__What is being asked__
From the listing below, return every line with the string "Where" in it.

__Supplied information__

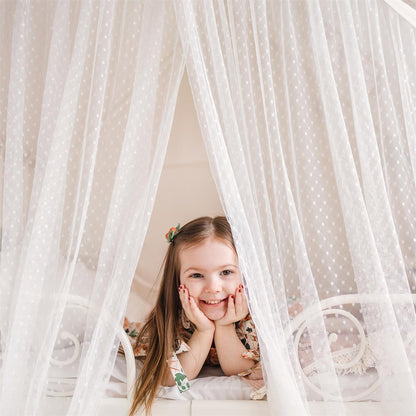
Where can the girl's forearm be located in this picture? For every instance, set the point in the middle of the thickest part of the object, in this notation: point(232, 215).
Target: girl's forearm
point(229, 350)
point(193, 360)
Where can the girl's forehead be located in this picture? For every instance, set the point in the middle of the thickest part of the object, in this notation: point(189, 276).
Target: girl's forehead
point(210, 251)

__Reply to the exercise__
Where can the girl's forearm be located in this picture? For every instance, set the point in the middle of the thickest part of the object, in this notation: point(232, 215).
Where can the girl's forehead be located in this picture? For every instance, set the point in the middle of the thickest part of the object, in this notation: point(189, 276).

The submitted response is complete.